— START —
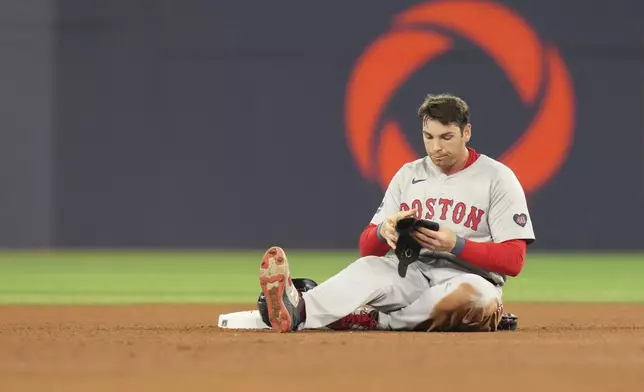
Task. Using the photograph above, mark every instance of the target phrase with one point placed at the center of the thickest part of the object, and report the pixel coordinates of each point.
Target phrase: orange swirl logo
(501, 33)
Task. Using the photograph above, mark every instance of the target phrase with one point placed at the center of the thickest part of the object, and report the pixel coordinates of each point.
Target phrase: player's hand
(443, 240)
(388, 229)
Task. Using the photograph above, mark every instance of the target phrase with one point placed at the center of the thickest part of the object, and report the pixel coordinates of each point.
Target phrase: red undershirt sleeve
(505, 258)
(370, 244)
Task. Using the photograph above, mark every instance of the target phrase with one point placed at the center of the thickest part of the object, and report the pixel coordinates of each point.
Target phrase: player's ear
(467, 133)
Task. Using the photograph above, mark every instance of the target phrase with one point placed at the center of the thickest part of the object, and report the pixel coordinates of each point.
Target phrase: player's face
(445, 144)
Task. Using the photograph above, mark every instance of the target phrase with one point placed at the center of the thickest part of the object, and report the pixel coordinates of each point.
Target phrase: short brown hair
(445, 108)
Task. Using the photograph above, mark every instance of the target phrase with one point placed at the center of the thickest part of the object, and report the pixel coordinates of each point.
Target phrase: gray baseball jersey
(484, 203)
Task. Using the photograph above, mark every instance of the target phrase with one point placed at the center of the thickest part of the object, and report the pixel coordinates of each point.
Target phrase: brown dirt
(180, 348)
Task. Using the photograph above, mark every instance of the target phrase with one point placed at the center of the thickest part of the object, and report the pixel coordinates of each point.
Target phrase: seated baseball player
(481, 232)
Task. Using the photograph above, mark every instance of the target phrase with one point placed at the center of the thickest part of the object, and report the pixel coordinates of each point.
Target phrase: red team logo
(531, 66)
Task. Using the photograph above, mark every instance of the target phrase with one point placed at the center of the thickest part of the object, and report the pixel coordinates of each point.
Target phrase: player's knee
(369, 265)
(468, 307)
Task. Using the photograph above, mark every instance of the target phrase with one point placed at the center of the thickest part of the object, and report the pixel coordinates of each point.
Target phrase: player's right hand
(388, 228)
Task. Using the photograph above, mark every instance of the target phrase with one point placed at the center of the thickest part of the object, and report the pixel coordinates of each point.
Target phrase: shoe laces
(362, 319)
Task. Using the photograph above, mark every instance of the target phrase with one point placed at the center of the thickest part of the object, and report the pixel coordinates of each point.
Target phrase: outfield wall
(234, 125)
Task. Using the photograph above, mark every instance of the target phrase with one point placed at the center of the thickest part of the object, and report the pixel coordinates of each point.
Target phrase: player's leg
(465, 303)
(369, 280)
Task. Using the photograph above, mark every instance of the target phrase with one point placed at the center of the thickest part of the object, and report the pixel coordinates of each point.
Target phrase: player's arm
(511, 232)
(510, 226)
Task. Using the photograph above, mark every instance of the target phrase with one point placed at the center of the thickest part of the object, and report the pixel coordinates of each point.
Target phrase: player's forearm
(505, 258)
(371, 244)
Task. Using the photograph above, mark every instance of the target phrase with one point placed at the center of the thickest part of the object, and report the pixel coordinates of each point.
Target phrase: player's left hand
(443, 240)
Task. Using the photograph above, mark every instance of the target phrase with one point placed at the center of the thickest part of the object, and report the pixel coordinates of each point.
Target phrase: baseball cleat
(364, 318)
(283, 301)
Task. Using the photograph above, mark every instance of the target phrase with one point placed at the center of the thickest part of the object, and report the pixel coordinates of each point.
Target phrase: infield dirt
(180, 348)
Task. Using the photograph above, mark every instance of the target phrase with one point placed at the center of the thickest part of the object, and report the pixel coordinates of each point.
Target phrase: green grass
(216, 277)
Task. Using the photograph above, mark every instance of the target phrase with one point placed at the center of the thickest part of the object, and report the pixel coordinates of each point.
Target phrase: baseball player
(456, 284)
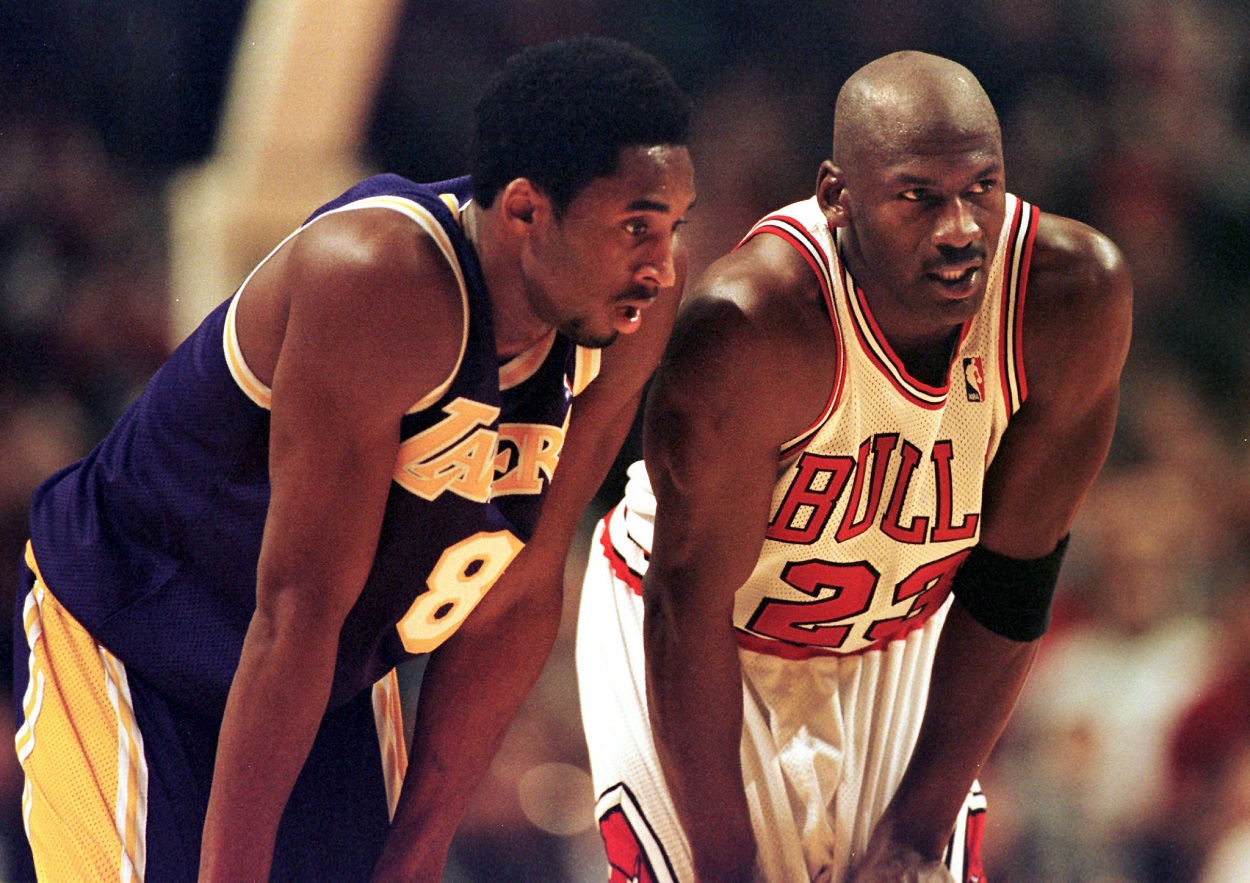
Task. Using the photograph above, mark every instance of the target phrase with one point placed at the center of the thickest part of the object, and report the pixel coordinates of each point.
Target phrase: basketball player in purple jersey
(379, 448)
(868, 440)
— END —
• [WRITTEN REQUEST] Return the entries unchanged, save for the pictures, which do not belong in the copy.

• [EXERCISE SOLUTION]
Task. Using the photograph above, mark every instance of the target phrase with one point placed at the center of the thickest part of the object, and report the pixel coordinates of each point.
Target phrase: orange swirl logo
(501, 33)
Task. Using the photograph above, mark every instance of the target phrase with one point placed at the center of the thickest part of the object, and report the pixel coordinates of each point.
Target phrase: player's hand
(443, 240)
(388, 229)
Task. Using the photograph above, mark every instance of the target phrase with one point placed at the center of the thickest part of the object, and report the pixel coordinates of each point.
Target phrase: red undershirt sleeve
(505, 258)
(370, 244)
Task. Using the photograph above, mark every instance of the target phrase with one point placed at the center of the thickest part of the object, and report the pixel coordinates of each point.
Target phrase: player's ear
(467, 133)
Task. Using the photograph above, mark every instance of the target phrase with one point placed at the center of the thickest part of the object, and report the pixel coordinates of each point.
Target phrase: player's face
(445, 144)
Task. Using the photograph above, mark every instance of the target phrase with one point placed at the center of the thickest part of the object, and report the pixel coordinates of each point.
Target phrase: short brown hair
(445, 108)
Task. Using the photograph above, mark every instance of the target phrase with one point placed at the center of the thickest part of the object, and report the pixel coordinates of each point.
Target phrase: gray baseball jersey
(484, 203)
Task. Using the photograph above, mark every instance of the target phrase with one point placed at the center of the thickest part of the object, and report the pixel coordinates of each point.
Target phrase: brown dirt
(180, 348)
Task. Using the photograph above, mark every instance of the target phrase with one point placed at the center of the thickest part of the object, and report the pixel coordinates of each point.
Target phrase: seated baseball player
(481, 232)
Task. Using the photograph above, mark every instance of the target phrase with one point placed at the center of the thickest part of the object, and report the pixel coordinates of each point.
Target phrase: red team logo
(531, 66)
Task. Using the photograph above, mark every instance of the target phrase with one point placed at the center of the thickest part of the object, and report the pixel coordinates of each point.
Target phrase: player's knee
(369, 265)
(468, 307)
Task. Using the photograph above, mark every instance of the target phrase with one point placed at the center of the thickest part of the object, and report the pixel coordinates of each point.
Target phrase: player's right hand
(388, 228)
Task. Using the photograph above, mark every instance of the target phrase with one point placed at the center of the thickest part of the object, and report the pixel coordinates of each point.
Target phrase: shoe laces
(362, 319)
Task. Using the photograph above, mark every instance of the target phrase with one point placed at the center of the thickest part of the object, and report the pixel coordinates of each point.
Target phrase: outfield wall
(234, 125)
Task. Using the photograph above, mark every instance of the target phrase with one point placed at the center of the thickest part of the object, and report the pixel coordinates of each point.
Target phrase: player's leg
(465, 303)
(369, 280)
Task. Using the photograph above, mark every instance of the target phrase with one point placed at the center of the thickest part of the object, and report the pixel coordinates of each point.
Target phrase: player's arm
(511, 232)
(510, 226)
Task. Using the photograph above, mark every instance of the target phrase with one point placed at the center of the thickest part of the object, and report the pixel coordinates of each point.
Target phrase: player's forearm
(505, 258)
(371, 244)
Task. Using the photograph above, mark every instance of the target phrase with one point placed at the center of the thickest part of the object, and report the pixel coordinates of each point.
Target phrase: player's left hand
(443, 240)
Task. Using the photograph above, mark every instance of the target phrase with one point placed at the center of the thickest part of the object, and report the pixel coordinates of each point.
Target phrase: baseball cleat
(364, 318)
(283, 301)
Task. Using the photograph above, mark every instance of the target phrase with one point placed at the center of the thickest part of the object, and report the pixel coordinates of each point.
Target phrase: infield dirt
(180, 348)
Task. Using the photograph above, mark every instance of the target phrase with one point placed at the center of the thickest part of the object, and report the pixel coordinates of each point.
Target phrase: green grass
(216, 277)
Task. Using the photograph above, mark every instance of the target phrase with one point placed at the center of the thickest part of the object, and report the pixel coordinates of each point.
Target phrase: baseball player
(456, 284)
Task. Using the photograph above, mark every instance of the target phrase with one point placed at the center of the thickest part of the object, and report the pixel coordinates of each point.
Target phrase: basketball player in purple jersey
(379, 448)
(868, 440)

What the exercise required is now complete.